%%

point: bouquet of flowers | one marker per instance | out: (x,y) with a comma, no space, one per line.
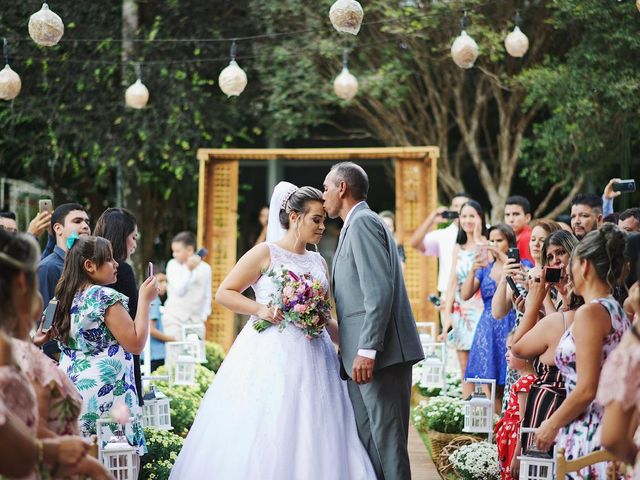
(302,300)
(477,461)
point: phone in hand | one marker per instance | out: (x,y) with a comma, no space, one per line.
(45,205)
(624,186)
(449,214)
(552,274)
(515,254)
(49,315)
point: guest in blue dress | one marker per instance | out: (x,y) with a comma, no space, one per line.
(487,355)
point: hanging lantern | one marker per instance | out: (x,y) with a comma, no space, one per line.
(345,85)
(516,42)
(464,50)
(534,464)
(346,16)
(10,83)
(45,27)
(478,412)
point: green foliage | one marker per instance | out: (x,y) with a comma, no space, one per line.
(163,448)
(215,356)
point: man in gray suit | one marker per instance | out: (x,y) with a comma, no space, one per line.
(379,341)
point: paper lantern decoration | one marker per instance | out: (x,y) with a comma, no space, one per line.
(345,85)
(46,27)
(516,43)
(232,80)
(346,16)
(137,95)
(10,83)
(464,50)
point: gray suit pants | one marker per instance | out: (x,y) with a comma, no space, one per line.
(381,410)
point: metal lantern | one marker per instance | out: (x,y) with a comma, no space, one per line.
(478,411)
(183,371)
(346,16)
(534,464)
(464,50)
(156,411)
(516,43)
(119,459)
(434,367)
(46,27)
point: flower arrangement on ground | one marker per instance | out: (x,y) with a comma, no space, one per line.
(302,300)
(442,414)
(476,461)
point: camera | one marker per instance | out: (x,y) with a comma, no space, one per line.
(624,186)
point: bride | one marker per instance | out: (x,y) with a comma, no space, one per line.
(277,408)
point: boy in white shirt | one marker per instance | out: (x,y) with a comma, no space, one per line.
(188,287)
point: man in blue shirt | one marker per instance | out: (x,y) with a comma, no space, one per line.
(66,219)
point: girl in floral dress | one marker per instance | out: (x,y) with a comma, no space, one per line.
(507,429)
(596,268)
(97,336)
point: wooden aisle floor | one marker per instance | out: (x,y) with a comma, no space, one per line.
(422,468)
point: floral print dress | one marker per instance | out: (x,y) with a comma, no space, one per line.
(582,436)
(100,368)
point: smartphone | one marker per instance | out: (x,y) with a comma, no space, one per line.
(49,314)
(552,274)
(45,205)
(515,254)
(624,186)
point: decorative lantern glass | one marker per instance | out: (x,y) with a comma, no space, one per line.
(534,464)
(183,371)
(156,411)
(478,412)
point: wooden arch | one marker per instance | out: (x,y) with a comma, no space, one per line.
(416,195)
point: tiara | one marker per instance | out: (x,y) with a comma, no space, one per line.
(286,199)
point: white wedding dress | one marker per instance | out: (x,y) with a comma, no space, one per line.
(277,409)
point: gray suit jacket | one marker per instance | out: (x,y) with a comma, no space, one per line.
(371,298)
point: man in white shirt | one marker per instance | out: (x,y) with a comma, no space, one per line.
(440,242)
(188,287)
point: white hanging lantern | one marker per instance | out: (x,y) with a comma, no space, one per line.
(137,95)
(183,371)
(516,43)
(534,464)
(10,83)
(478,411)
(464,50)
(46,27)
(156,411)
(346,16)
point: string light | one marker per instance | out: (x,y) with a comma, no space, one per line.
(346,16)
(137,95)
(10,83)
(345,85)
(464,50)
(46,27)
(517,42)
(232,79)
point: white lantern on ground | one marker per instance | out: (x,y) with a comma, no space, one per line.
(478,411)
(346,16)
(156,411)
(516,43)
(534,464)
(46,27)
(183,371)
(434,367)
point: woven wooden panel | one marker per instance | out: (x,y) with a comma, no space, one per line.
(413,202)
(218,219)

%%

Given task
Transcribe the preceding listing in its entirety and with exact wording, leaving out pictures.

Answer
point: bouquet of flowers | one marker per instance | out: (x,y) with a comma, no space, one per line.
(302,300)
(477,461)
point: phone in hand | one marker per instance | out: (x,y) with a comma, no space, one per line.
(45,205)
(624,186)
(449,214)
(552,274)
(515,254)
(49,315)
point: guest in blue dress | one marker per instance | out: (x,y) with a comma, no space, one per line.
(487,355)
point: hanging lantern | one marker per instance | out: (x,y) with a comma, no space, one per line.
(345,85)
(516,42)
(464,50)
(534,464)
(346,16)
(10,83)
(45,27)
(478,412)
point: green foliage | one marker per instance | out: (x,y) with a comma, no space, one per line.
(163,448)
(215,356)
point: man in gray suit | one marker per instance | out: (x,y) with a comma, no space, one per line.
(379,341)
point: paper lantern decoration | one marker per instance | out: (x,y) with a comma, no space, one per line.
(345,85)
(46,27)
(516,43)
(232,80)
(346,16)
(137,95)
(10,83)
(464,50)
point: gray suit pants | one marker per instance | out: (x,y) with a comma, no space, one per line.
(381,410)
point: metal lantern | one marker per instance | out: (x,y) with a comma, no space, one per line.
(478,411)
(183,371)
(346,16)
(534,464)
(464,50)
(156,411)
(516,43)
(119,459)
(434,367)
(46,27)
point: flower arrangement on ground | one marker per instance | out: (x,y) with a comma, no space, one per line.
(302,300)
(442,414)
(476,461)
point: camera | one marker per instance | out: (x,y) with a comma, no space, one per line.
(624,186)
point: bride | one marker per instance | out: (x,y) with a comma, no space, one per line.
(277,408)
point: boy in white shirt | one marker per instance | out: (x,y) with a comma, no space, one per line.
(188,287)
point: man in blue shirt | one marker per instance | out: (x,y) with a comma, no space, one per line.
(66,219)
point: girl in floral dress | one marker per instance | out: (x,y) with a comma, no space, one per line.
(507,429)
(596,268)
(97,336)
point: wooden aisle floor | one marker per instance | out: (x,y) with a comma, no space, one per line.
(422,468)
point: floral print dress | one marker per instance | out: (x,y) with a comma, no space, one per line.
(582,436)
(100,368)
point: smartphone | one marker per instance | out: (x,y) with a comma, no space, one per line.
(49,314)
(552,274)
(45,205)
(515,254)
(624,186)
point: decorative lantern glass | one marker per instance | out: (x,y) with a comma, no space, one per line.
(534,464)
(183,371)
(156,411)
(478,412)
point: wooden arch | one marker per instance | out: (x,y) with a comma, no space, one per line.
(416,195)
point: tiara | one marker per instance | out: (x,y) with a comma, no space, one per line.
(286,199)
point: white wedding dress | one marker per instance | out: (x,y) with a comma, no space, one per line.
(277,409)
point: gray suit jacket | one marker per instance | out: (x,y) with a comma, no space, one per line.
(371,298)
point: man in white shirt | one marker per instance | out: (x,y) with a comma, no space, one per line.
(440,242)
(188,287)
point: white hanging lantern | one marker per instance | out: (x,y) with a comma, no space, one per line.
(137,95)
(183,371)
(516,43)
(534,464)
(10,83)
(478,411)
(464,50)
(46,27)
(156,411)
(346,16)
point: string light | one marker per instance | out: (x,y) with a comma, no space, one per line.
(346,16)
(137,95)
(10,83)
(345,85)
(464,50)
(46,27)
(517,42)
(232,79)
point: white lantern on ground | one marker per instance | out: (x,y) with a comma, no space, one per line.
(478,411)
(346,16)
(156,411)
(516,43)
(534,464)
(46,27)
(183,371)
(434,367)
point: woven wooden panel | one marker per instance | out: (x,y) with a comma, no space, one per line.
(413,202)
(218,219)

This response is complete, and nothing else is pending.